• _GOAL OF THE EXERCISE_
Your task is to repeat, word for word, the line containing "of the pink" and all lines that follow it to the end of the material, and no other lines.

• _PROVIDED ENTRIES_

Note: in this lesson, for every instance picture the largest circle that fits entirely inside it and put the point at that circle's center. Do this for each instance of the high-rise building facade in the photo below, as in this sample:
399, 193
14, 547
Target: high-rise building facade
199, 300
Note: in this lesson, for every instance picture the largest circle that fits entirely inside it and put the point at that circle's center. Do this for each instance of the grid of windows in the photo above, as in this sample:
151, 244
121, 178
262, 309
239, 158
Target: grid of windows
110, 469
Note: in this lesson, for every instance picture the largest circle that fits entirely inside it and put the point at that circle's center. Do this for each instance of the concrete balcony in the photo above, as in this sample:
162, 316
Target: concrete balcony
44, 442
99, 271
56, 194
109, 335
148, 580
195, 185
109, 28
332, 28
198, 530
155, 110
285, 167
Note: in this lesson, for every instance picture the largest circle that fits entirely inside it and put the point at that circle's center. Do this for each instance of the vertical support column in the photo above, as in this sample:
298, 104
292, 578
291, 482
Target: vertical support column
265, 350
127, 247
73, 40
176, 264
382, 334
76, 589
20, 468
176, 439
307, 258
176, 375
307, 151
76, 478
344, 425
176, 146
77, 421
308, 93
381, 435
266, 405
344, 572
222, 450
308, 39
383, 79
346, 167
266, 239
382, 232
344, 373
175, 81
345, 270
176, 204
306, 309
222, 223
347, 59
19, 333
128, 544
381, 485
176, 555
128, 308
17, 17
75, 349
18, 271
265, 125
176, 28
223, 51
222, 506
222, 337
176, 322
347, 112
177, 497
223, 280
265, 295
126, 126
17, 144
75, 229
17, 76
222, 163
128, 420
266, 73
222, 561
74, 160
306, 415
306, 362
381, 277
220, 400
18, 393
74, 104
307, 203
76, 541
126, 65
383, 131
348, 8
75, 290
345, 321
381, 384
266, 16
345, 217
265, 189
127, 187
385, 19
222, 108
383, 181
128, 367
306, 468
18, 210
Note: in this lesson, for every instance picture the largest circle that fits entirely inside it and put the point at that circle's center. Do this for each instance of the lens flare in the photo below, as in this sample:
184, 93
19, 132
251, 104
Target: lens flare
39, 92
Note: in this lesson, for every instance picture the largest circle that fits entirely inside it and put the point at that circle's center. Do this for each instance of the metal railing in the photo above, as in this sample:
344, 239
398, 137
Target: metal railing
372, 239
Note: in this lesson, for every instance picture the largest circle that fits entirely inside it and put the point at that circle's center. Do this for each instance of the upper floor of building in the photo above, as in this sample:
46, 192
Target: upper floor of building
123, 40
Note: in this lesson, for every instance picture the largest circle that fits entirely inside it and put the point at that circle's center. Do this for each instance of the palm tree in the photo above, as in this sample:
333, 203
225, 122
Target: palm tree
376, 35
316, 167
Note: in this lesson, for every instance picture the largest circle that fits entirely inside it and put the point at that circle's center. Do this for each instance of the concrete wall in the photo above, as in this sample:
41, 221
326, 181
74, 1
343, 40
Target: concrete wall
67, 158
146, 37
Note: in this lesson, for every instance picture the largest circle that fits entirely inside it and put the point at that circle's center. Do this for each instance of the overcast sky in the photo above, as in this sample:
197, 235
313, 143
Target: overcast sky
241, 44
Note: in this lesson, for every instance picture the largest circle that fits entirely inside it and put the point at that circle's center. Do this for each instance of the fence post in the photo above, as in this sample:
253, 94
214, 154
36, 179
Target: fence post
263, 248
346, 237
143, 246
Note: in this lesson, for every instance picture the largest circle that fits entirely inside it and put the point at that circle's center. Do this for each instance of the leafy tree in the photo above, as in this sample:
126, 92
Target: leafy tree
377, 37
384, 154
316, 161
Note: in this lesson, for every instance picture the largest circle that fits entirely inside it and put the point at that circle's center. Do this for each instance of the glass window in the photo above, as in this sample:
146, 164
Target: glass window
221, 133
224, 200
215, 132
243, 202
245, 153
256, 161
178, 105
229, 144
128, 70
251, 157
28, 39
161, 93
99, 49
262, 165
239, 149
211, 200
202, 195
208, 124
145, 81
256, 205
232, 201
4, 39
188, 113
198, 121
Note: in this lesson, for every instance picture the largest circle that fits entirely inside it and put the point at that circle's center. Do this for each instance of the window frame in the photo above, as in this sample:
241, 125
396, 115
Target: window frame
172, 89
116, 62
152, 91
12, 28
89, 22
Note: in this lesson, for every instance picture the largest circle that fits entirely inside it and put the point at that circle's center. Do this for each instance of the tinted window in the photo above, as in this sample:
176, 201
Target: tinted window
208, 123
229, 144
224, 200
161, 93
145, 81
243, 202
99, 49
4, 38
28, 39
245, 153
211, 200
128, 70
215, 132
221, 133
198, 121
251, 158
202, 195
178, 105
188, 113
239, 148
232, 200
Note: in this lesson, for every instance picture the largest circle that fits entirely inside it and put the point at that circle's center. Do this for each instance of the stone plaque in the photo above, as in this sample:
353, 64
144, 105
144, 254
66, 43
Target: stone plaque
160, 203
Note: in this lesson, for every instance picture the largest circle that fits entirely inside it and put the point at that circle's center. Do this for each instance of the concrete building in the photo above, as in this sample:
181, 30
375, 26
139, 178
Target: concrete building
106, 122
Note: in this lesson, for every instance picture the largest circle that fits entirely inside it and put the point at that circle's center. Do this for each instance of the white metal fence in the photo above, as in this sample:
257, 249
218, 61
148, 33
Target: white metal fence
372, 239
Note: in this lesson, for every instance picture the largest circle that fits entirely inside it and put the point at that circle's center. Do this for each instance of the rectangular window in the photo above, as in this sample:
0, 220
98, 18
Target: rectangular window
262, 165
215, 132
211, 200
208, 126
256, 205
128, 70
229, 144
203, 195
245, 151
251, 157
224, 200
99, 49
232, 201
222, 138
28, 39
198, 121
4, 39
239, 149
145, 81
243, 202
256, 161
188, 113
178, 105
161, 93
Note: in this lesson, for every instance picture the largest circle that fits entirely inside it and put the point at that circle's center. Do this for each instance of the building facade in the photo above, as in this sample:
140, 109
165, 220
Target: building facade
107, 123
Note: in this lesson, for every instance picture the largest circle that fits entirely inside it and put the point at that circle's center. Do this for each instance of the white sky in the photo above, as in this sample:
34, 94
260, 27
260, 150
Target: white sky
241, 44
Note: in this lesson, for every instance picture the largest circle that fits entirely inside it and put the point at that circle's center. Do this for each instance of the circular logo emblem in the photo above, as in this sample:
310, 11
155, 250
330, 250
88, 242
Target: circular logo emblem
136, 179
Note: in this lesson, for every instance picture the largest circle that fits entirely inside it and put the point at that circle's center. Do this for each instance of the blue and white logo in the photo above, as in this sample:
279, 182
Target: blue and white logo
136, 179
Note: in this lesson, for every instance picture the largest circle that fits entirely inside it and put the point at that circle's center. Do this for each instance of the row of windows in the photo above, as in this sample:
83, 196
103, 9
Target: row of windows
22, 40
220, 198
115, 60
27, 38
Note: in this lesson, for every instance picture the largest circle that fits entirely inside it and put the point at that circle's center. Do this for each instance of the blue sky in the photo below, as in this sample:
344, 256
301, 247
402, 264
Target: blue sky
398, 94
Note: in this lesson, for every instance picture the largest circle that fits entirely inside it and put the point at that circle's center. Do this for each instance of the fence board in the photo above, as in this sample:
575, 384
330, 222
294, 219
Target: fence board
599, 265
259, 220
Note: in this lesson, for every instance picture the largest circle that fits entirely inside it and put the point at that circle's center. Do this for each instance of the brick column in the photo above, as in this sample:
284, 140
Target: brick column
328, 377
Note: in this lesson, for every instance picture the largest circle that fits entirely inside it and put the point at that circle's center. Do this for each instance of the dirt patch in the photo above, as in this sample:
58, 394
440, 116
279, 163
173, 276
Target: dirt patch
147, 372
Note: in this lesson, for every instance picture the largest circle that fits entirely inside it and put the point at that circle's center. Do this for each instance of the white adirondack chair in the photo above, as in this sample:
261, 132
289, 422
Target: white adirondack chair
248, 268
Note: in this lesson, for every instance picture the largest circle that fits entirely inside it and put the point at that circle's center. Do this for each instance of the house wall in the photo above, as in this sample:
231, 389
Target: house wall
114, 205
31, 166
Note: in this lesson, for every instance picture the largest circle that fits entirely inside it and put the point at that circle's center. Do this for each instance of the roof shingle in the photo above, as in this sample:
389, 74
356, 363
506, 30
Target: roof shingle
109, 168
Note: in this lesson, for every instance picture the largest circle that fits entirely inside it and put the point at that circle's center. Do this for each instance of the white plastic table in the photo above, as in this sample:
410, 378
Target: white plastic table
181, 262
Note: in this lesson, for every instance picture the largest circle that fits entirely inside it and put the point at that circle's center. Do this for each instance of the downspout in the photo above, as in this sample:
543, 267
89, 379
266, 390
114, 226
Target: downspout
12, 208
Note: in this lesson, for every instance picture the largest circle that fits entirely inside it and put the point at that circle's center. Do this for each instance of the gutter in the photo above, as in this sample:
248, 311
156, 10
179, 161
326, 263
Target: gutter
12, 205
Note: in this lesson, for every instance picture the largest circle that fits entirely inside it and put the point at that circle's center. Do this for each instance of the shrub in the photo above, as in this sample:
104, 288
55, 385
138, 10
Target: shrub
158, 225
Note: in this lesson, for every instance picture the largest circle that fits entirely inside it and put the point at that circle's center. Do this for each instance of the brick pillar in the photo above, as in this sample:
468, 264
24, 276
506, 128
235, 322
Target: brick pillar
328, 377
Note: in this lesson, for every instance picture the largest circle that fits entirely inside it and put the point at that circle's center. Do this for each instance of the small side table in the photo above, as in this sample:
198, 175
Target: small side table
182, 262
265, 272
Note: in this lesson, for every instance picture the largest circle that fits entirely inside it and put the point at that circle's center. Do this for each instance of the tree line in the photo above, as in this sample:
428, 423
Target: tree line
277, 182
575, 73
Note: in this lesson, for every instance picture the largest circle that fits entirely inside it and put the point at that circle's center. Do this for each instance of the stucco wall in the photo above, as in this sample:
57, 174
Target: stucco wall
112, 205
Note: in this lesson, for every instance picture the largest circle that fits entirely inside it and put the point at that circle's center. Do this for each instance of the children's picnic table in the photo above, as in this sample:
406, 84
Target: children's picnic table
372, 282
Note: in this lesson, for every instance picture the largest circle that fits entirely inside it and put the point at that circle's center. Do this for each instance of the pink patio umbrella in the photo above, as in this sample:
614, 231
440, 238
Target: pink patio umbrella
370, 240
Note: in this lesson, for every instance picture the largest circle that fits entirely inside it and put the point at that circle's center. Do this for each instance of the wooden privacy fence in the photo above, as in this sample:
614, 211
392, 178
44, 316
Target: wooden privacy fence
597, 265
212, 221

• _FINISHED EXERCISE_
Note: in this lesson, for every instance picture the largest circle that fits entirely inside it and put the point at that circle's center. Do this for each instance of the pink patio umbrella in the photo above, as in this sample:
614, 231
440, 238
Target: pink patio umbrella
370, 240
Note: in this lesson, for every instance picture the largest circle that fits entirely inside it and put the point at that circle's center. Do this for each instance of the wooden privacy fence in the photo above, as in this sample:
614, 211
392, 178
44, 316
Target: wooden privacy fence
597, 265
212, 221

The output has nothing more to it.